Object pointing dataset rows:
begin

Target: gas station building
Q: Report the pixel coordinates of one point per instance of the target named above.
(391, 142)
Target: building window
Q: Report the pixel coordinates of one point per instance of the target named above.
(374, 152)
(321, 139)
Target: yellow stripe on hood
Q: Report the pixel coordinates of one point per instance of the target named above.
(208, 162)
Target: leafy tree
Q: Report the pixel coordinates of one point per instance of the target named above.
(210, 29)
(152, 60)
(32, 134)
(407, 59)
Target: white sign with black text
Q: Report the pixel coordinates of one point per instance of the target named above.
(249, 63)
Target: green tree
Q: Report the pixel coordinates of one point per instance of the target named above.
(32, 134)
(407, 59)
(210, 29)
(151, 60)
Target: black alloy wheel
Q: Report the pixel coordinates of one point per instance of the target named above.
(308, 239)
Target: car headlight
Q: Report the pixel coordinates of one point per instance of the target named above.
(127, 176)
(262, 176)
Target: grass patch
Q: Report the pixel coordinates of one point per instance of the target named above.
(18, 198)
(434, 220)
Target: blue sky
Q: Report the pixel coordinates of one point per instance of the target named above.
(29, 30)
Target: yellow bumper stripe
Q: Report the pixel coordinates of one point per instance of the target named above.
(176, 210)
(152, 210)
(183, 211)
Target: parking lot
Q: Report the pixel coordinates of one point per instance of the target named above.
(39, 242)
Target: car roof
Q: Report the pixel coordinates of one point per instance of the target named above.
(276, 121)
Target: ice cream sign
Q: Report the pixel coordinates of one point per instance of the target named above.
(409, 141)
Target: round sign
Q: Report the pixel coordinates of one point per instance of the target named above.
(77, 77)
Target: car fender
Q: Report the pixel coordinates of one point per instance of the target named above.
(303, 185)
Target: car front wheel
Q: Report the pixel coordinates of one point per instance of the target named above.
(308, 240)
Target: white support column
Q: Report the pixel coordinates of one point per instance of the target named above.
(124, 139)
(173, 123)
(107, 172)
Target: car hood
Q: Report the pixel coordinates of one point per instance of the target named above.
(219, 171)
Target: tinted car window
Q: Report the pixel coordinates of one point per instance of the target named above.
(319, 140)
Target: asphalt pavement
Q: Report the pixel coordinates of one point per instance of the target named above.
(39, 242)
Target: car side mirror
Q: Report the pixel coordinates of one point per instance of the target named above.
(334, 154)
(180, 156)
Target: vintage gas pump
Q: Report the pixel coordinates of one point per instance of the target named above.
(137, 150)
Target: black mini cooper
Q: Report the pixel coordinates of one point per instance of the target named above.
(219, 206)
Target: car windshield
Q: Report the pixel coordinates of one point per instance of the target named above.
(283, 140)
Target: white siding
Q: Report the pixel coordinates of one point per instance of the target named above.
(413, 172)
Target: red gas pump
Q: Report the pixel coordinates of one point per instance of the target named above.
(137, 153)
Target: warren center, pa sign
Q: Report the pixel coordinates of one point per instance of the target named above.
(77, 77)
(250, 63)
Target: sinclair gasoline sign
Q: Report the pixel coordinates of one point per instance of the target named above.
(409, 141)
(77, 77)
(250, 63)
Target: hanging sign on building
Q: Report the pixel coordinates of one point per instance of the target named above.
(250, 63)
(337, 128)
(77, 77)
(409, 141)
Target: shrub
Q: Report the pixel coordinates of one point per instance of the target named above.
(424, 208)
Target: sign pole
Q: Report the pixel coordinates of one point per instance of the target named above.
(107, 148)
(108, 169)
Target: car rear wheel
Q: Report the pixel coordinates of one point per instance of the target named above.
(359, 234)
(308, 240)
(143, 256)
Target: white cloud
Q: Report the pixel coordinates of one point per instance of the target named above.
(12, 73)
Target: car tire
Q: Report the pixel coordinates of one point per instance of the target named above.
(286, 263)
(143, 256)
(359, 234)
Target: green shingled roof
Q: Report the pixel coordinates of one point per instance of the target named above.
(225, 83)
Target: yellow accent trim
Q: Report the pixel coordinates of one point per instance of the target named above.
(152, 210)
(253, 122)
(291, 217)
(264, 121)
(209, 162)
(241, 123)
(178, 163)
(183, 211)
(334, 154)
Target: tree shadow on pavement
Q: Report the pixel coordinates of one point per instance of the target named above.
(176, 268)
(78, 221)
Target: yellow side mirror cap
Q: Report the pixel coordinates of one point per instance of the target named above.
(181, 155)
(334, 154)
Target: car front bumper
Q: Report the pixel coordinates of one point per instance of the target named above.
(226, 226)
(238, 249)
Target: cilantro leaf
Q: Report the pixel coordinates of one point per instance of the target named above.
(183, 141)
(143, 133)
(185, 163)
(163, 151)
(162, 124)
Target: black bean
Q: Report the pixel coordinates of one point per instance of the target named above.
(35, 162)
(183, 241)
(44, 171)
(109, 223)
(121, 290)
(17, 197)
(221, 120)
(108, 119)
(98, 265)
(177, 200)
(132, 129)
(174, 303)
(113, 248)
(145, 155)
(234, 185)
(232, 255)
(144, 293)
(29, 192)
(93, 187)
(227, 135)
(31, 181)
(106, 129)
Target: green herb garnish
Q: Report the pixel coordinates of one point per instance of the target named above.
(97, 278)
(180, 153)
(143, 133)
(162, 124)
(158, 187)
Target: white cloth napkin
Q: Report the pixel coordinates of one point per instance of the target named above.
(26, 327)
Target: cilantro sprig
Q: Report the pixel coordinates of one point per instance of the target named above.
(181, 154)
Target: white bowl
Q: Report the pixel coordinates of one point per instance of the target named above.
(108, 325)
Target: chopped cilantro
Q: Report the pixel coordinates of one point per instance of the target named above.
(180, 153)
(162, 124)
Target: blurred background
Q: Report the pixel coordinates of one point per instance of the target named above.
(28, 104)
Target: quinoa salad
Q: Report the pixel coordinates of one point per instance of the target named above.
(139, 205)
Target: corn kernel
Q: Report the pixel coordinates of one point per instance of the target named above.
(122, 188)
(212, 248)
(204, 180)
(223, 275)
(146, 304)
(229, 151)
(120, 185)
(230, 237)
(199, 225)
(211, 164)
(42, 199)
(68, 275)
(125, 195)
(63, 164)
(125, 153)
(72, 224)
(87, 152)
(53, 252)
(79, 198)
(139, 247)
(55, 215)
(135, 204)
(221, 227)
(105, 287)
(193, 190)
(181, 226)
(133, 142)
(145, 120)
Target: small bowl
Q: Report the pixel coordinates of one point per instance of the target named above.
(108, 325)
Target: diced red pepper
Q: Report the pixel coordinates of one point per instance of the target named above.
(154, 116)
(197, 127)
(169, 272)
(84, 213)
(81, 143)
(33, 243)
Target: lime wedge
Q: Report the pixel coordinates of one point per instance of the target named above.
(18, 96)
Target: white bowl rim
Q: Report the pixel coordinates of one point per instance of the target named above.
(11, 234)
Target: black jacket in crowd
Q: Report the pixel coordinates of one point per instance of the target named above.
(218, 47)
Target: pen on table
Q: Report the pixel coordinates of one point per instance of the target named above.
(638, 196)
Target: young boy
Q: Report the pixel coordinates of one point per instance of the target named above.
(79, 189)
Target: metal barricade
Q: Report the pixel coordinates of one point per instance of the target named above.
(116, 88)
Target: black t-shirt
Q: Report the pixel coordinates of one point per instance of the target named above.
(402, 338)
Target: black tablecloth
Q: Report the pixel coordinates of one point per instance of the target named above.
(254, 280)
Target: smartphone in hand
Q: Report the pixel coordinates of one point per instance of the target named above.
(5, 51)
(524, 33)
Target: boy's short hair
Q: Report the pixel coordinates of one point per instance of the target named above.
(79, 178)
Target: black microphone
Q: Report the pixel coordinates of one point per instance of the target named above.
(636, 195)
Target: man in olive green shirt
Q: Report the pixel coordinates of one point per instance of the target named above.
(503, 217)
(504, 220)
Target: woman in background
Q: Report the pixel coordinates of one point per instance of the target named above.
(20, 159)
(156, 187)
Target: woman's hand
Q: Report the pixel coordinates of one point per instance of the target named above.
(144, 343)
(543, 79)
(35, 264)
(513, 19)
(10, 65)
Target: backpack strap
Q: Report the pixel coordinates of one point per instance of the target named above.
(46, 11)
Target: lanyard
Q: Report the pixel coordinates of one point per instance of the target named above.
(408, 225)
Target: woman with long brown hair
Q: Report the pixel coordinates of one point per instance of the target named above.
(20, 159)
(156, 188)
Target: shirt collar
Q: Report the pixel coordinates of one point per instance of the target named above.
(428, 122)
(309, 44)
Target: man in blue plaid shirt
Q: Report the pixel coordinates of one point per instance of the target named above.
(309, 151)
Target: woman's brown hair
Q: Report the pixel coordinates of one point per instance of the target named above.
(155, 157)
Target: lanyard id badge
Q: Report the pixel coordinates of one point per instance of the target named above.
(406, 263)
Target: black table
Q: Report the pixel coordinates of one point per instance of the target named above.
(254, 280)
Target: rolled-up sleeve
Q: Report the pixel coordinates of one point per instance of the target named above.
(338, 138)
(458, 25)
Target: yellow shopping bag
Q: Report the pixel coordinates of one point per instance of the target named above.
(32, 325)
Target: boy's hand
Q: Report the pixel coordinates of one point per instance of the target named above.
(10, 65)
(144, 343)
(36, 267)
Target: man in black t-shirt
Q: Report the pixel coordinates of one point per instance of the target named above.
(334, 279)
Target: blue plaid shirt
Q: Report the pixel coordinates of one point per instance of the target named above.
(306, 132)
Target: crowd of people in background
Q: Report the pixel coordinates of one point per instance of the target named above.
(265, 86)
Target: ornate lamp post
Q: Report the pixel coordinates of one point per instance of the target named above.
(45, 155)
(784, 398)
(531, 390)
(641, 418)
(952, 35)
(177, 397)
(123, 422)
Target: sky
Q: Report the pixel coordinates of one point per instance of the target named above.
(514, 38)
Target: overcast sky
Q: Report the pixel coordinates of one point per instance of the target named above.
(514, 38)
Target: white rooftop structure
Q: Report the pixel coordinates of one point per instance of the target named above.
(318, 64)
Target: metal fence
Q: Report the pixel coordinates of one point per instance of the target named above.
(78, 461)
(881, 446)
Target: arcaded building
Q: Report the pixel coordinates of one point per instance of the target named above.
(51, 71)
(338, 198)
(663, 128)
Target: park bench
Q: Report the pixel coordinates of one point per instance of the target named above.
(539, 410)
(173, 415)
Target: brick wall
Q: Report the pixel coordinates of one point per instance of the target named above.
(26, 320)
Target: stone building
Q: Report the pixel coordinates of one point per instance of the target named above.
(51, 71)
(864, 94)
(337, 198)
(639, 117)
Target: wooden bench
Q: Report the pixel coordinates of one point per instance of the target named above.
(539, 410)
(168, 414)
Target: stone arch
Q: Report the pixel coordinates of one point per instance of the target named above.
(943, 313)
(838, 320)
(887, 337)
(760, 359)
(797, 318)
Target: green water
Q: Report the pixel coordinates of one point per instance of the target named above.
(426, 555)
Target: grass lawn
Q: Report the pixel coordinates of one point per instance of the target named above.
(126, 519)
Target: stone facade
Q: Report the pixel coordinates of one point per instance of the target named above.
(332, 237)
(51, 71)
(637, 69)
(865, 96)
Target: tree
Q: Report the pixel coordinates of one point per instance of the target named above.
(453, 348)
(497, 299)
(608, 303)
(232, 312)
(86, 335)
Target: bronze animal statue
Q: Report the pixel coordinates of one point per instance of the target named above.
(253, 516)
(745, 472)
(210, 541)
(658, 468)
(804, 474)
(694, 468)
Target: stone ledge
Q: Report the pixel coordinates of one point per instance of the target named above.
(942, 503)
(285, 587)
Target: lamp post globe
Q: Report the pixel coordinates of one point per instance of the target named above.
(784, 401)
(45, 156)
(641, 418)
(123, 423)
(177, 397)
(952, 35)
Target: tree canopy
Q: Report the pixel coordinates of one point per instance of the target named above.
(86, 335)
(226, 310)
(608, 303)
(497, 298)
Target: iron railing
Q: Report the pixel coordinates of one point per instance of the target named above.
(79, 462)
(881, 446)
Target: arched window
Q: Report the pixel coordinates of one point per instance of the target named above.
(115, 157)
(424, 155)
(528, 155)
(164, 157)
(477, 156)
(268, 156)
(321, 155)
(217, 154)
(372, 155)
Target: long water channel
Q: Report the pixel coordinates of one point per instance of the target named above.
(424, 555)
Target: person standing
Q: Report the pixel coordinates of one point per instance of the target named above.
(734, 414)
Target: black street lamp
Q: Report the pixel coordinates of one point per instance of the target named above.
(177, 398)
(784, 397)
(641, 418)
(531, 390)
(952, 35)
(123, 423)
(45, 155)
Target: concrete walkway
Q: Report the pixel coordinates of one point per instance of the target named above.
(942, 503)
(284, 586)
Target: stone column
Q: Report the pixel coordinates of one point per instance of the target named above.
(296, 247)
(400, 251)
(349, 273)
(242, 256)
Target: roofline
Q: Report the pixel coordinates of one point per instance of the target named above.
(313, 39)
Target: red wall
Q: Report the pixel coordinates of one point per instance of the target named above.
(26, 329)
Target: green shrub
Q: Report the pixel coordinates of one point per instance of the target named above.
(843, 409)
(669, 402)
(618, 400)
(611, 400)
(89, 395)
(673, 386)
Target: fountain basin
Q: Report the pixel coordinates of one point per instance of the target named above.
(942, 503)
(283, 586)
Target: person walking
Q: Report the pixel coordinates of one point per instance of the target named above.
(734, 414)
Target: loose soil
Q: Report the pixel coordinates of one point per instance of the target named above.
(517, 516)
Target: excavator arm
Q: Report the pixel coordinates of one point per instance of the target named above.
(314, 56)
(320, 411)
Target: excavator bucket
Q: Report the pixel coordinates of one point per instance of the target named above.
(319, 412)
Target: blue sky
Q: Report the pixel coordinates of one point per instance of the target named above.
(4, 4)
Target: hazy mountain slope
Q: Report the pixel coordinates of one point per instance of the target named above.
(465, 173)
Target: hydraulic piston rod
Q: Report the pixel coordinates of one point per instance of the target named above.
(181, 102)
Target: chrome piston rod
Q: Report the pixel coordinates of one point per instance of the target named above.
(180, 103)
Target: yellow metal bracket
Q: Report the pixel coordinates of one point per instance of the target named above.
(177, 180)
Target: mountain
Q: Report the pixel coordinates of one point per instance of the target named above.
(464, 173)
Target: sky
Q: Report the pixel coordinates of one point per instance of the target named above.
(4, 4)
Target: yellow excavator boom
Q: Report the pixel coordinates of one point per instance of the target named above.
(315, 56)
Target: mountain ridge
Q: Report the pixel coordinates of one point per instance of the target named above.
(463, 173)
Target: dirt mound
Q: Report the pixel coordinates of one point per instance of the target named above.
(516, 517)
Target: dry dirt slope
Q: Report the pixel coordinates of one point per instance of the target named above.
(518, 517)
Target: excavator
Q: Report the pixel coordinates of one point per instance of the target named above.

end

Reproduce only the lines between the line containing "Target: yellow excavator boom" and the last line of the records, those two lines included, exactly.

Target: yellow excavator boom
Q: Report the pixel coordinates of one point per instance of the target named above.
(315, 56)
Target: mountain ridge
Q: Report the pixel coordinates of one point per instance of the target named above.
(463, 173)
Target: dirt mound
Q: Report the pixel coordinates of one point per instance of the target named above.
(516, 517)
Target: dry dirt slope
Q: Report the pixel coordinates of one point per instance of the target named above.
(518, 517)
Target: excavator
Q: Report the pixel coordinates of one point per instance of the target named above.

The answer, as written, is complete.